Given text ->
◆ ◆ ◆ ◆ ◆ ◆ ◆

Objectives:
- To debunk common misconceptions about anxiety and depression.
- To understand mental health challenges in doctoral programs as a systemic issue, leading to the prevalence of anxiety, depression, isolation, and imposter phenomenon in graduate students relative to similar populations.
- To discuss ways that each student can help make our academic environment a protective factor that promotes wellness for all students, as opposed to a risk factor. Changing our academic environment is challenging work that can take a while to manifest!
- To build resilience in students by providing them with strategies to increase mindful emotion awareness and cognitive flexibility, as well as strategies for countering emotion-driven behaviors. We hope that in developing these skills, students will gain the additional capacity necessary to meaningfully contribute to a more supportive culture.
- This workshop was designed for graduate students, by graduate students, to share evidence-based tools for navigating stress and building resilience, within and beyond academia.

◆ ◆ ◆ ◆ ◆ ◆ ◆

Work instructions ->
1. Which mental health challenges does the workshop objectives list name as prevalent in graduate students?
2. According to the workshop objectives, who designed the workshop?
3. Continue the workshop objectives from the end of their last sentence.
The items that come after the workshop objectives have no connection to them.

Material shown ->
◆ ◆ ◆ ◆ ◆ ◆ ◆

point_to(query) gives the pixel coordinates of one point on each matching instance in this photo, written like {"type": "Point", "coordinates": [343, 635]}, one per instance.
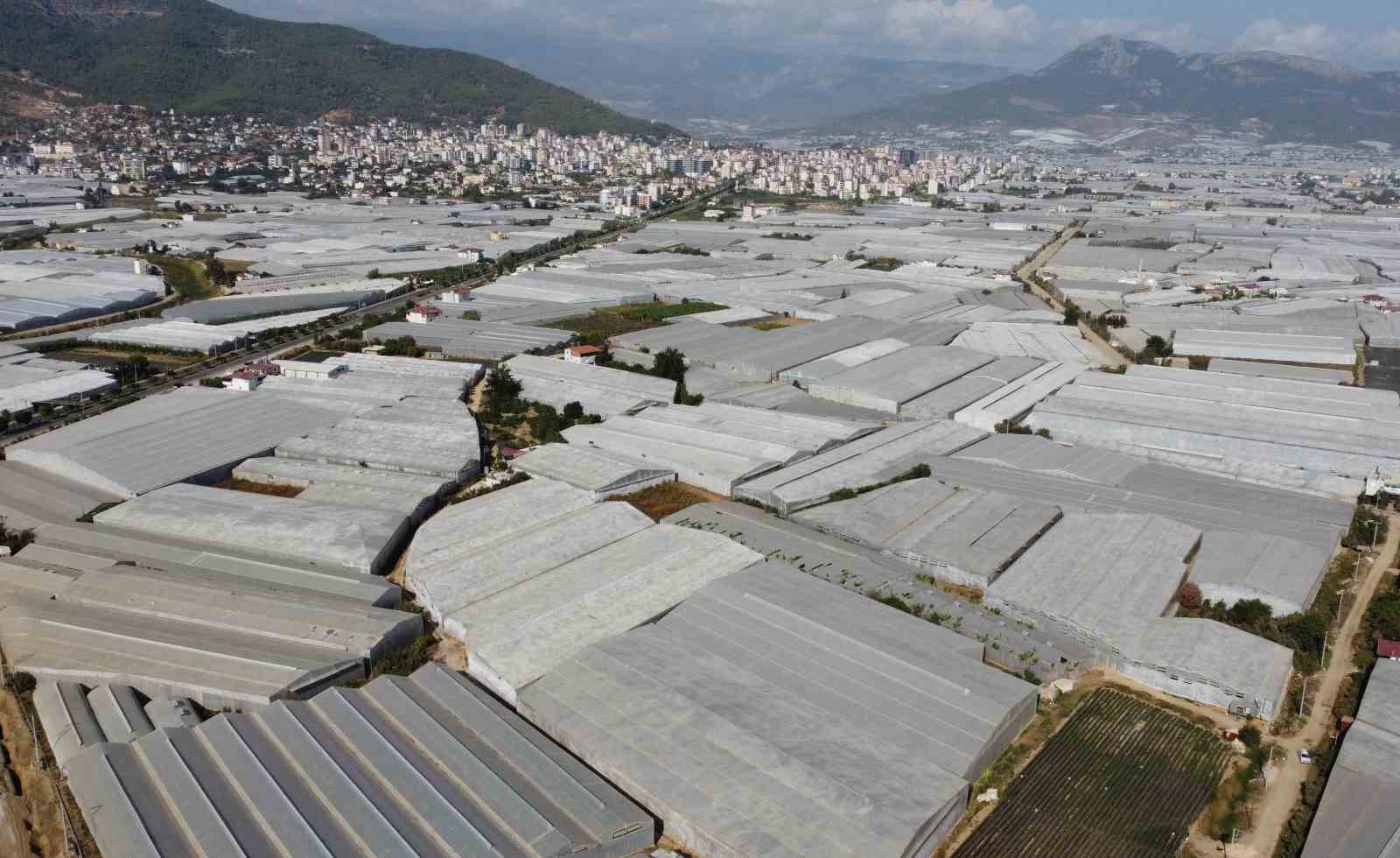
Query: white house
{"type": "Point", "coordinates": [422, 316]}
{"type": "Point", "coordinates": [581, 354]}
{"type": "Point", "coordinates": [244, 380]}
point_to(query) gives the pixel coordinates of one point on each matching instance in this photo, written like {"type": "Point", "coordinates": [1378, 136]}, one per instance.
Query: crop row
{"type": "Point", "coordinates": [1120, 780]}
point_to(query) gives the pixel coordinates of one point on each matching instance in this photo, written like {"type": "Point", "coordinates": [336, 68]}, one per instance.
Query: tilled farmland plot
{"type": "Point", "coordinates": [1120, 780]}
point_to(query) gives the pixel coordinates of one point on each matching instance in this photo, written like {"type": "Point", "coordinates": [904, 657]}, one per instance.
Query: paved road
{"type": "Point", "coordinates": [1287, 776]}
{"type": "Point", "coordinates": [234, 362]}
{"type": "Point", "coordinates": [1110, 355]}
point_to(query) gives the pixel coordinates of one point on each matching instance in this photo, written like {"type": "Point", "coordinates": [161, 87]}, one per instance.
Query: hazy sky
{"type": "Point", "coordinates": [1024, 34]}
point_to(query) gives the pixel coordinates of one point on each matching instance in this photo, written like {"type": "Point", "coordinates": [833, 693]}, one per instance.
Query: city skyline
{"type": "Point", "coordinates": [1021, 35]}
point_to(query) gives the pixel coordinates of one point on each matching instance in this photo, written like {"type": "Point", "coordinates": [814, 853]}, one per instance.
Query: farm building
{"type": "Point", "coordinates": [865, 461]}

◆ ◆ ◆ ◆ ◆ ◆ ◆

Responses by task ->
1. Anxiety, depression, isolation, and imposter phenomenon.

2. Graduate students designed it.

3.
Pre-class work
- Watch: 1:15-14:50 and 36:05-45:45 of Professor Sapolsky’s lecture on depression
- Understanding depression:
- What are the differences between what the speaker refers to as the colloquial vs. the psychological definition of depression (i.e. “major depression”)?
- What does the speaker say sets depression apart from other diseases? (hint: what’s anhedonia? psycho-motor retardation? etc.)
- According to the speaker, why can’t people with depression just “pull it together”? (hint: the biology of depression, “vegetative symptoms”)
- Factors leading to depression:
- Connecting depression and stress, what does the speaker say can happen after experiencing 4-5 major stress episodes?
- What does the speaker mean by “depression is aggression turned inwards”? (hint: why is it important to have outlets for frustration?)
- How does the speaker define “learned helplessness” and how does it relate to depression?
- Understanding depression:
- Watch: Why Do Depression and Anxiety Go Together?
- According to the video, in what ways are depression and anxiety different? And in what ways are they similar?
- What’s the relationship between the “fight or flight” response and stress with anxiety and depression?
- From Harvard’s Report from the Task Force on Managing Student Mental Health, read pages 18-25
- Given what you’ve learned about depression and anxiety from the videos, and what we’ve already discussed about isolation and imposter phenomenon in class, were you surprised by the prevalence of all of these conditions at Harvard? Why or why not?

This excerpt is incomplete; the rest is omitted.